Return all the data below as it stands, minus the pictures.

····················

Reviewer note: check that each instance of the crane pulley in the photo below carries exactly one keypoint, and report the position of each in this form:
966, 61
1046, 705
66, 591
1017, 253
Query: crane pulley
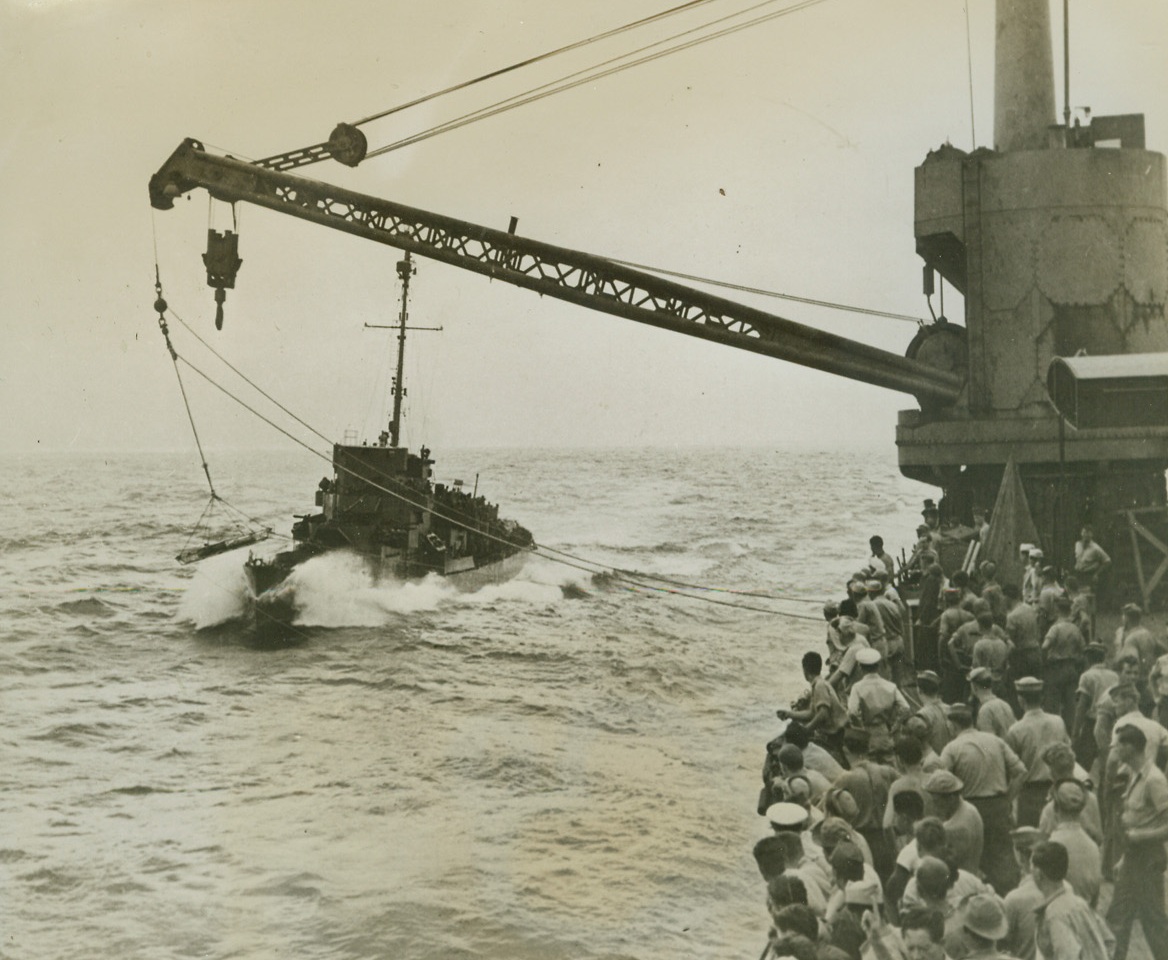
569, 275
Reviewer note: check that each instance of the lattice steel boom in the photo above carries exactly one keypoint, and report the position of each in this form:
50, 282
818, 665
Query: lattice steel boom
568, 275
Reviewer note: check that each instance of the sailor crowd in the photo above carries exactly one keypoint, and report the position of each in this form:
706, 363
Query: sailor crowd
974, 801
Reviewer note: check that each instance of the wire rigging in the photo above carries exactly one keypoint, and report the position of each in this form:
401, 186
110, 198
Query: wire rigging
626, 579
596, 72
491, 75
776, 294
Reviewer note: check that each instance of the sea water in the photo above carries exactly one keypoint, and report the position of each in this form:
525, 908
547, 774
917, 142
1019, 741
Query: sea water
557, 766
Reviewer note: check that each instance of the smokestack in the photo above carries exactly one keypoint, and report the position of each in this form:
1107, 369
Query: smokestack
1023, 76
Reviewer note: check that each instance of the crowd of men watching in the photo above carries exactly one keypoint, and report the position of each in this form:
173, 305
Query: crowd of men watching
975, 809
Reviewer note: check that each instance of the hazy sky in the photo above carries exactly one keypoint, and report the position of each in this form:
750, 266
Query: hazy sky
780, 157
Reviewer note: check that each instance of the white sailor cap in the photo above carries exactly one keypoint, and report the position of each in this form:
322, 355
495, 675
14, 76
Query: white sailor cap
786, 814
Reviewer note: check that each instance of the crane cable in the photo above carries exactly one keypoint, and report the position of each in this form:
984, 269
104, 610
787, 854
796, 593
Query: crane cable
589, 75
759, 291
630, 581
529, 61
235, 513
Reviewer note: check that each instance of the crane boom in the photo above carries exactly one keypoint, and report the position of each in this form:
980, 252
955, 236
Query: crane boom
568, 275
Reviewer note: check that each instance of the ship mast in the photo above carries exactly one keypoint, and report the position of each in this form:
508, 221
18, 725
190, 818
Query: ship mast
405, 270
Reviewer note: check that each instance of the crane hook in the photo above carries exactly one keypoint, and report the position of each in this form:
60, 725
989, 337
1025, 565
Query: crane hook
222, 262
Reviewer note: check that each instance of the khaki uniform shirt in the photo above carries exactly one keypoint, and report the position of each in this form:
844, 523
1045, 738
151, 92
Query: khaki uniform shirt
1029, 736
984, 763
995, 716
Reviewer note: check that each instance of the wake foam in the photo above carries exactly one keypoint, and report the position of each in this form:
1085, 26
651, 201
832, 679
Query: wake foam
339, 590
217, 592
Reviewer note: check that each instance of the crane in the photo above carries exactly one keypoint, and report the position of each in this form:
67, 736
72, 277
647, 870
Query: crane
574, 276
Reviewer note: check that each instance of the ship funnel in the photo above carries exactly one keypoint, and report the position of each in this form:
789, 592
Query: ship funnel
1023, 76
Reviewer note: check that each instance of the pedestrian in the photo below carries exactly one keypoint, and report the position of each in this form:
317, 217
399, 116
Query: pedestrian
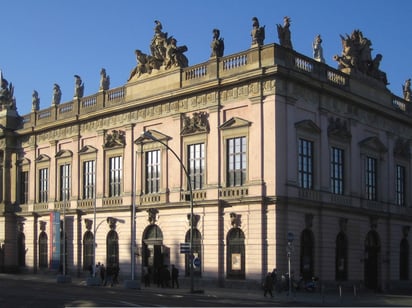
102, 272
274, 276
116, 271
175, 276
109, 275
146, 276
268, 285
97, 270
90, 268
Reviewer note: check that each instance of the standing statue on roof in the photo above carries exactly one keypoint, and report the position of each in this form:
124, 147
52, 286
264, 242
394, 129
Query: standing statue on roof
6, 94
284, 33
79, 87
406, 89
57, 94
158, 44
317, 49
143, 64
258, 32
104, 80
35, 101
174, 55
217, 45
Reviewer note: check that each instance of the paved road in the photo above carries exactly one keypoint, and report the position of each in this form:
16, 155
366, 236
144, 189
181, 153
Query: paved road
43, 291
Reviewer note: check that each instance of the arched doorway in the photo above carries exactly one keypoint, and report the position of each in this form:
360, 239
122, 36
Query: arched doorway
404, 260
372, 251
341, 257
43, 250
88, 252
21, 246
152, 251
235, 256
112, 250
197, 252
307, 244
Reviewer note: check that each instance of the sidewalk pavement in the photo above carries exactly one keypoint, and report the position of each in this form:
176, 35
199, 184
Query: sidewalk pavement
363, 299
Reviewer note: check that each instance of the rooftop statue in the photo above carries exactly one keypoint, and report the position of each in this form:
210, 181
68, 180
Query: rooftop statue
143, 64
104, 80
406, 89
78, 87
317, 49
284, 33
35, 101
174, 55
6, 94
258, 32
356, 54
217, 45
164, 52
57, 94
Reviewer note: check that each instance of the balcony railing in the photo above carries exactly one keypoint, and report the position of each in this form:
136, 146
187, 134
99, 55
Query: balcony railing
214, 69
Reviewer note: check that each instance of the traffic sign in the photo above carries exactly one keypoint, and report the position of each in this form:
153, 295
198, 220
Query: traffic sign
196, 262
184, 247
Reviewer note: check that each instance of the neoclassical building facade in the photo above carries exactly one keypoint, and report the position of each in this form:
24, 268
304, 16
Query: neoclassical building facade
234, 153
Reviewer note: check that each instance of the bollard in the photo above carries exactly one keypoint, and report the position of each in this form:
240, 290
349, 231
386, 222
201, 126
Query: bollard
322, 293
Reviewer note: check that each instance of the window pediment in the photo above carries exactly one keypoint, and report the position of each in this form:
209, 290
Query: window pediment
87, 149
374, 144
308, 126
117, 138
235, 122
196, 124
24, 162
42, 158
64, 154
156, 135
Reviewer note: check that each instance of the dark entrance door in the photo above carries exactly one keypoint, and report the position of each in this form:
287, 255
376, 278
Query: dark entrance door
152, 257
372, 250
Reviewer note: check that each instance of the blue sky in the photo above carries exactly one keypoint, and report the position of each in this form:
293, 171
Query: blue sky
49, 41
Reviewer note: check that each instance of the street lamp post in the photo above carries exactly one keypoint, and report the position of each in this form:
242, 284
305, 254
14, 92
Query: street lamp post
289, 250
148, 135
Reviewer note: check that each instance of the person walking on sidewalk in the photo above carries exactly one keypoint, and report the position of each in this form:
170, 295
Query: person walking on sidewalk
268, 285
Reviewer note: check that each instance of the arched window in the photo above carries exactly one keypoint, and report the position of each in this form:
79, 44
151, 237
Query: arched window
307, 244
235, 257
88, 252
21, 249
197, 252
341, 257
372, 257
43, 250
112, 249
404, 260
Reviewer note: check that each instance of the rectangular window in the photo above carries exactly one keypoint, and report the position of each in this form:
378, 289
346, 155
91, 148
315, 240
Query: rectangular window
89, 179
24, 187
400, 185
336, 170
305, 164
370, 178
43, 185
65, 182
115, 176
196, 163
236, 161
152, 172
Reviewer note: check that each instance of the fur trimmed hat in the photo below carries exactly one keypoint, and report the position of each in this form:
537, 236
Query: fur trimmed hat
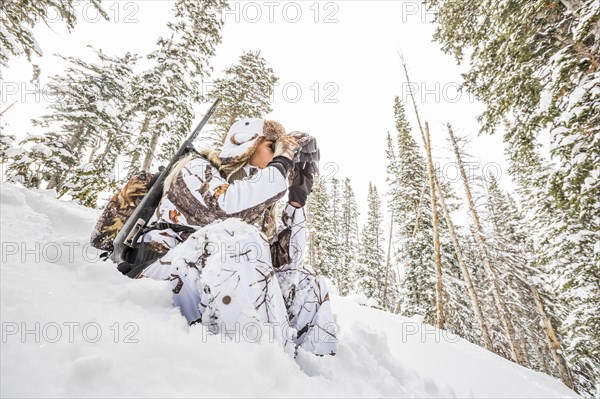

····················

## CORRECT OUTPUT
Reviewer note: check that each instance of the crane pulley in the photo below carries exactly one keypoint, and report the position of each in this form:
966, 61
1046, 705
66, 591
1017, 253
Query: crane pulley
569, 275
Reviewer note: check that each instance of the lattice steel boom in the photo above carries exactly one keypoint, and report the position of each in this form:
50, 282
818, 665
Query: lattice steel boom
568, 275
Reviewer note: check that each instance of the sailor crowd in the photo above carries exactly one keypoint, and report the position of each in this form:
706, 363
Query: sailor crowd
974, 801
Reviewer note: check that each instance of the wire rigging in the photo above carries exactly one keypoint, and report the position of each in this form:
401, 186
110, 198
Query: wire rigging
626, 579
596, 72
491, 75
776, 294
Reviewer note: check that each instance of the sea water in the photo above carries exactly one keypoint, and report the position of each in this form:
525, 908
547, 774
917, 142
1019, 741
Query: sea water
557, 766
Reviewer note: check that each instance of the smokestack in the photo above carries exactly one keypoint, and report the position of each in this form:
1107, 369
Query: smokestack
1023, 76
Reviewer note: check that each instance of the crowd of men watching in the photo above carries exactly one keypoint, and report the position of each in this form:
173, 305
Query: crowd of men watching
975, 809
Reviewer note: check that each instance of the hazy sky in the photo above carries exactly one keypoint, and report the position of each in this form:
750, 266
Query: hazy sky
780, 157
Reviewer note: check that each instance of the white sailor cap in the photo above carries exactly one keypoint, and report the position of each in this form:
322, 355
495, 675
14, 76
Query: white sailor cap
786, 814
Reviewer note: check that each instance of the crane cable in the photo above carries exactly one keypoint, and report the position of each in this form:
984, 269
104, 610
787, 854
796, 593
Query: crane cable
589, 75
759, 291
630, 581
529, 61
235, 513
Reviewer note: check that each instance of the crane boom in the photo above carries exactly one keypoint, and report the position of each in this form:
980, 252
955, 236
Query: crane boom
568, 275
Reviewer note: check that each instance of the ship mast in the photo above carries exactly one keypoint, and report the position of each in this form:
508, 221
18, 725
190, 818
Query: ship mast
405, 270
Reviewer note: check that each instance of the crane hook in the photo above carries exactly one keypoint, and report the position of each in this form:
60, 725
989, 337
1025, 565
Query: crane hook
222, 262
Reviewer note: check that each instance of the khaki uniform shirt in the photo above carries exactly one keypoint, and report the position of each in this form:
844, 523
1045, 738
151, 92
Query: khaki uniform shirt
1029, 736
984, 763
995, 716
Reviewer note: check that each instance of the wake foam in the photo above carries exactly one keypoint, and report the position of each in this form:
1085, 26
651, 201
832, 679
Query: wake foam
339, 590
217, 592
Reviewer note: check that each instance of the crane in the photo above carries exactly one keypoint, and report the position of each in this form:
67, 736
72, 277
647, 870
Query: crane
574, 276
Reviewer note: check that each instance of the ship funnel in the photo above carries exactly one keypoint, and report the position of each in this form:
789, 592
Query: ship funnel
1023, 76
Reviewer note: check that each instance of the pedestrian in the photo below carries exactly one keypoint, and report the position of each in this form:
317, 217
399, 116
Query: pedestrian
102, 272
274, 276
116, 271
175, 276
109, 275
146, 276
268, 285
97, 270
90, 268
Reviewer note: check that each instance of the standing statue on roof in the photo above carries exactly one keypoint, and report the position of each in this form:
124, 147
52, 286
264, 242
394, 129
Query: standing statue on roof
6, 94
284, 33
79, 87
406, 89
57, 94
158, 44
317, 49
143, 64
258, 32
104, 80
35, 101
174, 55
217, 45
Reviewer note: check that each instance of the paved road in the photo above carries exactly one keypoint, and report the position of each in this form:
16, 155
366, 236
144, 189
181, 153
Query: paved road
43, 291
Reviewer note: check that each instance of the arched doorway in the photo above carries exactly one keypoint, and report the position of each in this form:
360, 239
122, 36
Query: arched doorway
404, 260
372, 251
341, 257
43, 250
88, 252
21, 246
152, 251
235, 256
112, 250
197, 252
307, 244
Reviewer note: check that each instance of the sidewalk pavement in the photo above carries exactly one keypoint, and report the position of each in this form:
176, 35
199, 184
Query: sidewalk pavement
363, 299
Reviewer note: check that each instance of the rooftop statue in the photo above carries exactly one keypoint, and report the position of each in this form:
210, 181
68, 180
Query: rooftop statue
143, 64
104, 80
406, 89
78, 87
317, 49
284, 33
35, 101
174, 55
6, 94
258, 32
356, 54
217, 45
164, 52
57, 94
Reviewer note: check that each instance of the balcony railing in the photo above carries exactly one keypoint, and report the position of each in this form:
136, 146
187, 134
99, 55
Query: balcony railing
214, 69
Reviewer note: check that each instance of the traffic sign in the photo above carries exactly one keypoint, and report the position of each in this form:
153, 295
198, 220
Query: traffic sign
196, 262
184, 247
Reviewer note: check that each instance of the neoclassical building facade in the photo above carries exactly one keypoint, and report the position of each in this form:
24, 268
304, 16
Query: neoclassical building facade
234, 153
Reviewer note: check that each instance of the bollard in the photo above carries exactly one keypoint, and report the position of each in this form:
240, 290
349, 231
386, 222
201, 126
Query: bollard
322, 293
Reviewer note: check that each instance of the window pediment in the photo above carries exactly one keypoint, and report the position of each in this form:
209, 290
Query: window pediment
87, 149
374, 144
308, 126
117, 138
235, 122
196, 124
24, 162
42, 158
64, 154
156, 135
Reviewer note: check that each instance of the dark entrance door in the photo above carries exactly one keypoint, and report the position of each in this form:
287, 255
376, 278
Query: dark entrance door
152, 257
372, 250
Reviewer note: check that each instance of the blue sky in the photo above carries exactly one keypoint, and report the position of each in this form:
293, 171
Query: blue sky
49, 41
Reviewer note: check that each instance of the street lamp post in the photo above carries exactly one keypoint, and report the position of each in this form:
242, 284
305, 254
14, 92
Query: street lamp post
289, 250
148, 135
Reviewer note: check that each instance of the person walking on sidewalk in the photo above carries exactly one keypoint, and report the position of each in this form:
170, 295
Query: person walking on sidewalk
268, 285
Reviewer note: check that each instance of the arched window in the photo above carries exactly one keypoint, and report the position of each in this form:
79, 44
151, 237
Query: arched window
307, 244
235, 257
88, 252
21, 249
197, 252
341, 257
372, 257
43, 250
112, 249
404, 260
Reviewer note: check that each instance of the rectangular window in the photo above carries exactly one keypoint, and report the position of each in this form:
378, 289
346, 155
91, 148
315, 240
Query: rectangular window
89, 179
24, 187
400, 185
336, 170
305, 164
370, 178
43, 185
65, 182
115, 176
196, 163
236, 161
152, 172
Reviewer note: check that each instance of the fur trimmed hat in the photo below carries exactly one keypoint, and report the position of each in this form:
537, 236
Query: fur trimmed hat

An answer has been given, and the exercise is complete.